**PROBLEMS TO WORK ON:**
1/ From the catering license guide, extract the passage that begins with the words containing "This is based" and ends with "the necessary coverage.", copying it word for word.
2/ Translate this sentence from the catering license guide into Spanish: "Without this permit, you don't have the legal standing to continue operations."

**SOURCE EXCERPT:**
****************************************
Get a Catering License: The Skinny
Your love of cooking has motivated you to pursue a catering business. You believe that hard work and dedication can make it extremely lucrative.
However, before you leave your current position, there are several things to know about how to get a catering license for your business.
Here's a step-by-step breakdown of how to get how to get a catering license.
Catering Education and Training Options
If you're wondering how to become a caterer, the first thing to do is to get an education in the catering industry. It's more than cooking and serving.
There are elements of accounting, sales and marketing, hiring, and contract law. Knowledge of these subjects is required to get a food safety/service certification/permit in your state.
The classes to obtain this caterer license are available online. Additional locations include two-year and four-year colleges. An additional course is normally necessary if you want to serve alcohol as part of your business plan.
Though catering classes are offered at most culinary arts schools, it's not necessary to take additional courses to qualify for a caterer license. However, enrolling in this type of institution is recommended.
Not only does it expand on the cooking skills you already have, but it also provides a better understanding of local health and safety regulations you must be aware of. In turn, you gain an upper hand over the competition.
At the end of the class, you're given an exam. Whether you pass or fail determines if you can apply for a catering business license. It's recommended to reach out to your local health department to determine the proper guidelines and where these certification classes are offered.
On top of obtaining a local catering permit, you should also earn a certification from the National Association for Catering and Events.
This is based on a comprehensive knowledge base that covers core competencies. These include:
- Beverage management
- Contracts and agreements
- Human resources
Can You Work Without a Catering License?
Even if you have the proper insurance for your storefront or home-based catering service, you still need a license from the state to operate.
In fact, some regions don't let you obtain a permit without the necessary coverage.
Without the proper certification, you put yourself and your assets at stake. Since you work with food, you run the risk of the health department shutting you down until you get the right permits.
Further operation without the proper catering license requirements leads to potential fines.
There's another risk you take when you don't have a caterer license that's connected to your clients. If someone gets sick from the food you provide, then you face problems on two fronts: you could be sued by the customer as well as face legal action from regulatory authorities.
Should this happen without insurance, then the costs of attorneys and any damages come out of your personal assets. Furthermore, you're deemed as high risk.
It gets harder to obtain business insurance and approval for a permit. On top of this, your reputation is greatly harmed.
What licenses are needed to start a catering business?
If you're new to catering or ready to transform your catering business into a restaurant, we've got you covered.
1. How To Get Your Food Establishment License
In addition to qualifying for and receiving a catering license, you also must obtain one for the food establishment. This is the location where the items are prepared, cook, and possibly served to the public.
Without this permit, you don't have the legal standing to continue operations.
****************************************
**RECORDS SHOWN:**
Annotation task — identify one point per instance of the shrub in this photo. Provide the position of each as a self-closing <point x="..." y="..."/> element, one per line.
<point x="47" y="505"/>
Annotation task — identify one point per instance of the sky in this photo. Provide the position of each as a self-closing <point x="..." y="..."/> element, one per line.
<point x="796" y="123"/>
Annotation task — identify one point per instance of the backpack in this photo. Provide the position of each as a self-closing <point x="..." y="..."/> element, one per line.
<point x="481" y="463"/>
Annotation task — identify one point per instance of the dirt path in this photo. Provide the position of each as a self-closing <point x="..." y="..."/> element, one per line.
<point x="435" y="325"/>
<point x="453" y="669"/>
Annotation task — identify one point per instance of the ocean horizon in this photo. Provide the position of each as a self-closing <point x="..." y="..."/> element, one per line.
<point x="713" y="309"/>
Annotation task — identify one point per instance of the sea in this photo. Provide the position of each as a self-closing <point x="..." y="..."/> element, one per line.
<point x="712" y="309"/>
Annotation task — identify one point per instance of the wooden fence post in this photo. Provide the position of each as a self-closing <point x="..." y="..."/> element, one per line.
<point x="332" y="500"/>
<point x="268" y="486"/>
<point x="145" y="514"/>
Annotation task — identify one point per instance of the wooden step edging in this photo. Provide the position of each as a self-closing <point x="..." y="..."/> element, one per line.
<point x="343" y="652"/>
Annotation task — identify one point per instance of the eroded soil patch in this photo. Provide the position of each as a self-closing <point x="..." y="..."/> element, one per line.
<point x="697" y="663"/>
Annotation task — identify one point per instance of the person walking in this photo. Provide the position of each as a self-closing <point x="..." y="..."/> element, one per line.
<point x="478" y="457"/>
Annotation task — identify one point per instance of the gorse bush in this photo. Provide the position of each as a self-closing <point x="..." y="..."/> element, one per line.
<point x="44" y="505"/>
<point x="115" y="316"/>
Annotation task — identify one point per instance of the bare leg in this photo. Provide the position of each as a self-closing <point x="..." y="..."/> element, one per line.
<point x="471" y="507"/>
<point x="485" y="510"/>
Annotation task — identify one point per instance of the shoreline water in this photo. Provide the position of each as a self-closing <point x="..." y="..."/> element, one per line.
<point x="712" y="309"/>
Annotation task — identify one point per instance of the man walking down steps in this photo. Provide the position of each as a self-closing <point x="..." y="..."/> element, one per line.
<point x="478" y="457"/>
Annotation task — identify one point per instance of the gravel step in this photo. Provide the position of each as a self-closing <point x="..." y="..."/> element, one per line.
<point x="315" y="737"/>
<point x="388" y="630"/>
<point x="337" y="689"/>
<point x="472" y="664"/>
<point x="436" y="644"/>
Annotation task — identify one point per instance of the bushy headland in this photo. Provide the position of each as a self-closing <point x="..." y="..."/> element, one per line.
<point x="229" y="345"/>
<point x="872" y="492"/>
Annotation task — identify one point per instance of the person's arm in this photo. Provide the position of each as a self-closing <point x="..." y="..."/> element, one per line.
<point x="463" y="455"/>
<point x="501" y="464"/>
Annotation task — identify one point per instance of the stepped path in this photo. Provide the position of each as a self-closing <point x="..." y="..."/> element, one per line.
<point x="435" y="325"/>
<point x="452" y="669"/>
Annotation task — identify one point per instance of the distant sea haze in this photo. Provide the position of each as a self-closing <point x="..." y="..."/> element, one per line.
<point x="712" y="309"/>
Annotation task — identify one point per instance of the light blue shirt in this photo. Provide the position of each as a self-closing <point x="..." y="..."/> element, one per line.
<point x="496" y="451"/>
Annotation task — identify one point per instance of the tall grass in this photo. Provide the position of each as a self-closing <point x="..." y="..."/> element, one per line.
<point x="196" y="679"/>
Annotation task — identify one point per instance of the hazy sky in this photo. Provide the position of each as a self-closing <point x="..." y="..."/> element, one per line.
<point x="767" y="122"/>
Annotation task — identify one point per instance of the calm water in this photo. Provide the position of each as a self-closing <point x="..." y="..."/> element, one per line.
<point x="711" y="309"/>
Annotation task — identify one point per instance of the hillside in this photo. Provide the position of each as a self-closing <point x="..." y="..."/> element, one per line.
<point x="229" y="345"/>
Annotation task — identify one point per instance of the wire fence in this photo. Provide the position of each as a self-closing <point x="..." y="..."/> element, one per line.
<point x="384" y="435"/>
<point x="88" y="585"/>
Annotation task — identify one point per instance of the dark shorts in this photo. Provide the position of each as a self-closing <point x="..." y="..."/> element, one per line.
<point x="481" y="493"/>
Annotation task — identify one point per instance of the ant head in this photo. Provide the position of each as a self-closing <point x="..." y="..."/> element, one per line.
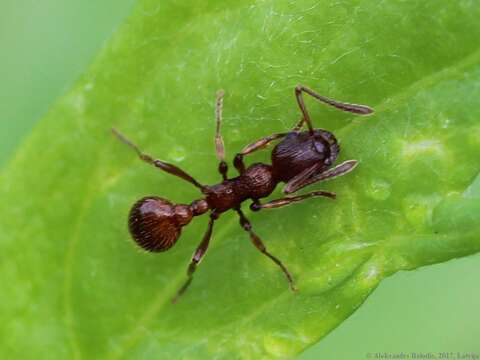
****************************************
**THE REPLIES:**
1/
This is based on a comprehensive knowledge base that covers core competencies. These include:
- Beverage management
- Contracts and agreements
- Human resources
Can You Work Without a Catering License?
Even if you have the proper insurance for your storefront or home-based catering service, you still need a license from the state to operate.
In fact, some regions don't let you obtain a permit without the necessary coverage.

2/ Sin este permiso, no tienes la base legal para continuar con las operaciones.